§ **YOUR GOAL**:
Copy out every row below word for word, but leave out the pictures.

┏━━

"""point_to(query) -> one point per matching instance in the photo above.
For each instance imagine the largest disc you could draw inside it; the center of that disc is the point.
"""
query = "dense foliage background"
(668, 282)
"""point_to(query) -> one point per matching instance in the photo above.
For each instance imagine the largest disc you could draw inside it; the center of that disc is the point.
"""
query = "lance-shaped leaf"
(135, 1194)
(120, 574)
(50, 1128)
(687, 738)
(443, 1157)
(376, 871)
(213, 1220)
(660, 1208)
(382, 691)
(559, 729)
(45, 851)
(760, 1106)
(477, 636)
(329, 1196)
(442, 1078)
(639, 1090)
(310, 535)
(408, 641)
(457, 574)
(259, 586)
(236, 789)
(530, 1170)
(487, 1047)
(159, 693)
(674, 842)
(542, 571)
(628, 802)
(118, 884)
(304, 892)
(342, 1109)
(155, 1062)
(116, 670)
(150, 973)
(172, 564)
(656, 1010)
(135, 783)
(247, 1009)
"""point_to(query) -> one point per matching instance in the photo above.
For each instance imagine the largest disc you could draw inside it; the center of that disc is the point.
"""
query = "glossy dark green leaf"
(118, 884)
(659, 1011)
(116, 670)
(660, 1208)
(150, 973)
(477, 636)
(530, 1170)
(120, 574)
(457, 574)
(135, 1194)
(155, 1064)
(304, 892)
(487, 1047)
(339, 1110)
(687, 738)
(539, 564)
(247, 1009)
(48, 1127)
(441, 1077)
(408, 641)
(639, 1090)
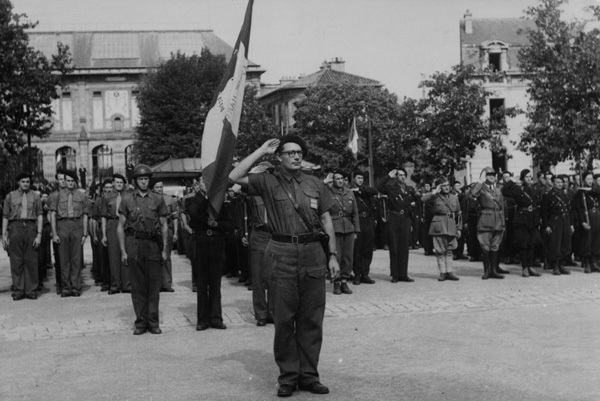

┗━━

§ **FINAL RESULT**:
"""point_to(query) -> one point per matching instance in the photo above.
For each instance imagine the largest disc you could draw inside it; the center of that disc is the point.
"""
query = "dense foliage background"
(668, 282)
"""point_to(query) -> one point per matching instance in the photo above.
For each instance imagine the largest disc you could draw inside it; the center of that disc is the point.
"""
query = "lance-shaped leaf"
(135, 1194)
(120, 574)
(50, 1128)
(687, 738)
(443, 1157)
(376, 871)
(213, 1220)
(660, 1208)
(382, 691)
(559, 729)
(45, 851)
(760, 1106)
(477, 636)
(329, 1196)
(442, 1078)
(639, 1090)
(310, 535)
(408, 641)
(457, 574)
(259, 586)
(236, 789)
(530, 1170)
(487, 1047)
(159, 693)
(674, 842)
(542, 571)
(628, 802)
(118, 884)
(304, 892)
(342, 1109)
(155, 1062)
(116, 670)
(150, 973)
(172, 564)
(656, 1010)
(135, 783)
(247, 1009)
"""point_to(query) -> one point per matching instance in the photo above.
For each instance imagine the largest disc you could draw inside it; the center of that disc is the point.
"""
query = "glossy dark green leaf"
(118, 884)
(659, 1011)
(116, 670)
(660, 1208)
(150, 973)
(477, 636)
(530, 1170)
(120, 574)
(457, 574)
(135, 1194)
(155, 1064)
(304, 892)
(487, 1047)
(339, 1110)
(687, 738)
(539, 564)
(247, 1009)
(48, 1127)
(441, 1077)
(408, 641)
(639, 1090)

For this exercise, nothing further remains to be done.